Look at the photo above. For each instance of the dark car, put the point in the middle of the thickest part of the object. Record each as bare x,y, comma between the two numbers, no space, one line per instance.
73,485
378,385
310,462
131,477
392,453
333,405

■ ■ ■ ■ ■ ■ ■

== Task to carry out ==
Repeating the listing in full, word for word, is the required output.

== Output for this exercise ==
Look at the photo above. For each instance of the dark car, put the point in the middle of the thickest part of the object. Record each as bare x,y, comma between the two numbers, no space, one line per instance.
73,485
378,385
310,462
131,477
392,453
333,405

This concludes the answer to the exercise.